• [TEXT SEGMENT]
+ + + + +

This is my latest photo, after 3 months of lifting on my program and a weeks rest due to illness.

I'm still very small according to anyone's standards, I know. These are just to help show who I am, where I am and what my goals are.

Cheers


----------



## Lois_Lane (Jul 21, 2009)

Great sport you do mate.

I used to dabble a bit back in my skating days.

Good luck and muscular looking build which is no surprise when you do what you do.


----------



## DEJ (Mar 11, 2007)

Think you look really good mate, if you stay that lean and continue adding muscle would be quality.


----------



## Joshua (Aug 21, 2008)

Interesting stuff Jackal. How about starting a Journal containing your training, diet, rest, etc? It's really good for clarifying your thoughts and eliciting feedback.

The first two photos seem to show a slight drop / rounding forward of your left shoulder, although I am not sure if it is just the photo or a one off with your posture.

J


----------



## Jackal (Mar 24, 2010)

Thanks so much for the feedback.

I might go for the journal idea, definitely would be great to get feedback on my current program and diet.

+ + + + +

• [DATA SUPPLIED]
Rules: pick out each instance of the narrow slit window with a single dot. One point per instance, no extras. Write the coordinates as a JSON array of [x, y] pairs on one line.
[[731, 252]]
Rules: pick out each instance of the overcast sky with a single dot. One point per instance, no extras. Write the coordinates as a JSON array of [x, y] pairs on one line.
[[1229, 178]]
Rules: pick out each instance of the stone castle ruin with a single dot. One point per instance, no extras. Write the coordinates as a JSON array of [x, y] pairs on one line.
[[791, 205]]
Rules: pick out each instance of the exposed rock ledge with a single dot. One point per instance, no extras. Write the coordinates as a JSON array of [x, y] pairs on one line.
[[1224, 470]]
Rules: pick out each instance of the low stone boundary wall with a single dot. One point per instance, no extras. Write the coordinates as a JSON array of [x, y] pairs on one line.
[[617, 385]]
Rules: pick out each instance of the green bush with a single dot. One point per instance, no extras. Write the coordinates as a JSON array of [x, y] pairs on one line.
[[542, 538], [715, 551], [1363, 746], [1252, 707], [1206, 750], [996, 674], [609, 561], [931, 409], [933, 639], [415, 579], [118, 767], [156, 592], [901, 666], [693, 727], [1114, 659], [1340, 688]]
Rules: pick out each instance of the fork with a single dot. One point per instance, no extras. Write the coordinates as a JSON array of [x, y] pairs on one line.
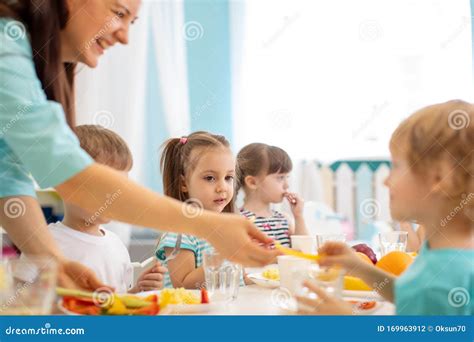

+ + + + +

• [PROBLEMS TO SOLVE]
1. Return the passage of the forum thread that opens with the words containing "Good luck and" and closes with "would be quality.", copied word for word.
2. In the records, swap "narrow slit window" for "arched window" in the lines running from the start of the records through the line containing "[[731, 252]]", both ends included, and leave everything else unchanged. Give back only those lines.

• [THE ANSWERS]
1.
Good luck and muscular looking build which is no surprise when you do what you do.


----------



## DEJ (Mar 11, 2007)

Think you look really good mate, if you stay that lean and continue adding muscle would be quality.

2.
Rules: pick out each instance of the arched window with a single dot. One point per instance, no extras. Write the coordinates as a JSON array of [x, y] pairs on one line.
[[731, 252]]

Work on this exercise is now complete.